◆ PROBLEM: Every record must appear in your copy exactly as written, with no pictures.

Dataset records:
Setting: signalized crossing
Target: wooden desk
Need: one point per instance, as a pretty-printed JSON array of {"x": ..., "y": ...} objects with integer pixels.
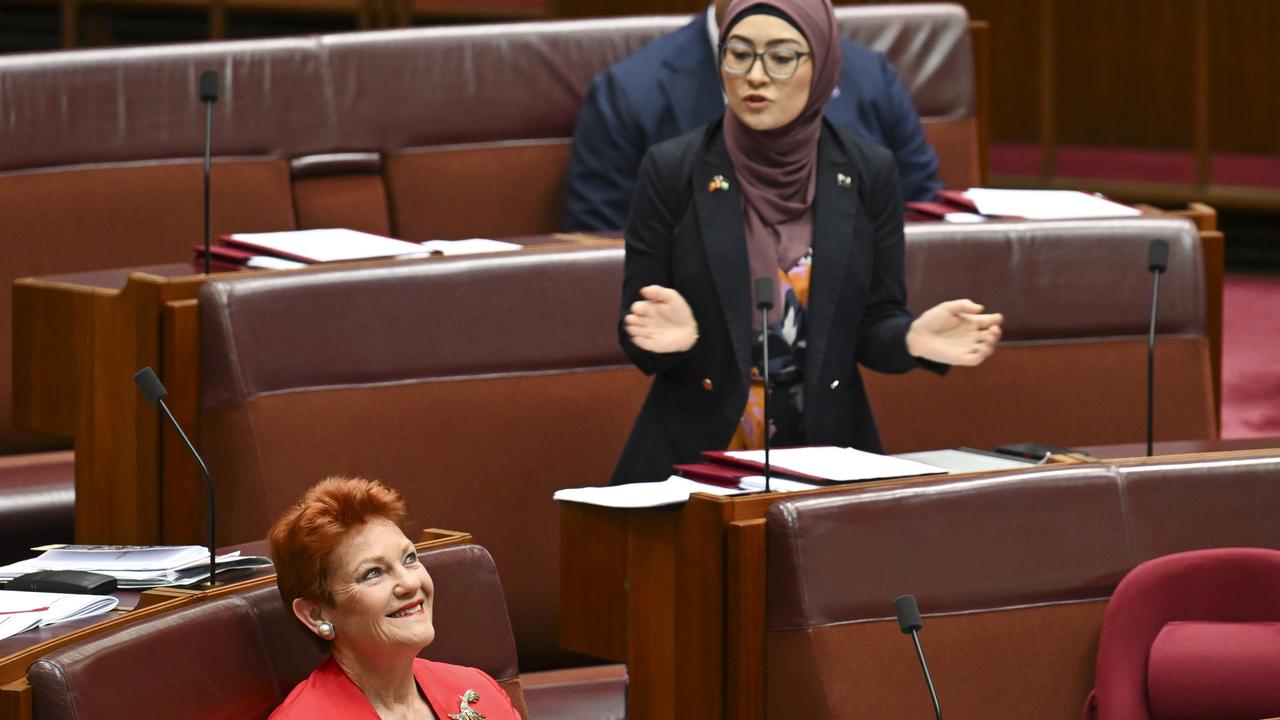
[
  {"x": 679, "y": 595},
  {"x": 78, "y": 340},
  {"x": 21, "y": 651}
]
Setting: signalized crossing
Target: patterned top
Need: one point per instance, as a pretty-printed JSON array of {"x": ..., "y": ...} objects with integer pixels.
[{"x": 786, "y": 336}]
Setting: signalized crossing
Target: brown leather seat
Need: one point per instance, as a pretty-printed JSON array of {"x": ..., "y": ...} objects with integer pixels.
[
  {"x": 1011, "y": 572},
  {"x": 1070, "y": 369},
  {"x": 240, "y": 655}
]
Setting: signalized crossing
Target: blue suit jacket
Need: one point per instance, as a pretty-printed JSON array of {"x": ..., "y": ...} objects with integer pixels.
[{"x": 671, "y": 86}]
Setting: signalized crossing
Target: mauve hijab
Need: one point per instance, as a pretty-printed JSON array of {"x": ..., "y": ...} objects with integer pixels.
[{"x": 777, "y": 167}]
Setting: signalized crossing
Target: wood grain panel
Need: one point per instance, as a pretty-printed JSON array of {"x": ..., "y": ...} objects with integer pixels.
[{"x": 1244, "y": 71}]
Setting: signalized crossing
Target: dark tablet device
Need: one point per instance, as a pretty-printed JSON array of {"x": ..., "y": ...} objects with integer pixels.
[
  {"x": 78, "y": 582},
  {"x": 1037, "y": 451}
]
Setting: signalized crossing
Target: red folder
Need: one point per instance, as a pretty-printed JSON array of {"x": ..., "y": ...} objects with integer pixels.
[
  {"x": 753, "y": 468},
  {"x": 713, "y": 473}
]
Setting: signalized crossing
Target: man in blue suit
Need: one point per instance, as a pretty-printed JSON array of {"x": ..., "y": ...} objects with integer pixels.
[{"x": 672, "y": 86}]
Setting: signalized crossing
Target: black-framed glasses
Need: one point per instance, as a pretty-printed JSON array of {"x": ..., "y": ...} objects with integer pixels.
[{"x": 780, "y": 63}]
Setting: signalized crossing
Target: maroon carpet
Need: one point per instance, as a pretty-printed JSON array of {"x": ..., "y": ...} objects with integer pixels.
[
  {"x": 1251, "y": 356},
  {"x": 1136, "y": 164}
]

◆ RESULT OF THIS EXERCISE:
Setting: signalized crossing
Target: wooden desk
Need: one point per instance, as a pretty-printed JSON array of {"x": ..., "y": ...} objects with integer pixels.
[
  {"x": 679, "y": 595},
  {"x": 78, "y": 340},
  {"x": 21, "y": 651}
]
Setting: signalized crossing
Target: patterned top
Need: one point per instance, as a pretty-printed JSON array of {"x": ..., "y": ...} objects with integer pixels.
[{"x": 786, "y": 336}]
Setting: signalized crossing
Target: brown leather seat
Need: one point per instance, as a pretty-printed JSON array of {"x": ..., "y": ...} objects with integer pixels.
[
  {"x": 1011, "y": 572},
  {"x": 1070, "y": 369},
  {"x": 240, "y": 655}
]
Setting: signalized crossing
Target: blue suit jacket
Need: one point per instance, as a pretty-printed JSON array of {"x": ..., "y": ...} objects with integer pixels.
[{"x": 671, "y": 86}]
Setting: signalized crossing
Target: mauve hijab
Need: one point per instance, as a pretty-printed JSON array of {"x": ..., "y": ...} objects with integer pixels.
[{"x": 777, "y": 167}]
Setting: signalized crossing
Target: wood grain panel
Need: one point per instance, as a pretty-printed JSON array of {"x": ..., "y": ...} objects with integer pixels.
[{"x": 1244, "y": 71}]
Setting: signalized crossing
Target: dark tablet device
Need: one point per instance, as a pretty-printed JSON array of {"x": ..., "y": ...} objects with integer pixels.
[
  {"x": 78, "y": 582},
  {"x": 1037, "y": 451}
]
Setting: signalized crossing
Target: red folder
Need: one point per instance, as a pretty-printed JSON array of {"x": ..., "y": ...} objects with integer pixels.
[
  {"x": 753, "y": 468},
  {"x": 713, "y": 473}
]
Setting: signalized crossing
Target: man in blue suit
Need: one point per instance, as a pretty-printed JSON array of {"x": ..., "y": ...} objects with integer pixels.
[{"x": 672, "y": 86}]
Setting: signalized crossing
Target: black-framed glasses
Need: one point per instance, as a pretty-printed JSON array of {"x": ..., "y": ...} objects with integer pixels.
[{"x": 780, "y": 63}]
Setting: signalized crossing
Target: maroon carpet
Need: one point per instance, as a pretty-printed JSON array of {"x": ..., "y": ...} objects with integer pixels.
[
  {"x": 1251, "y": 356},
  {"x": 1136, "y": 164}
]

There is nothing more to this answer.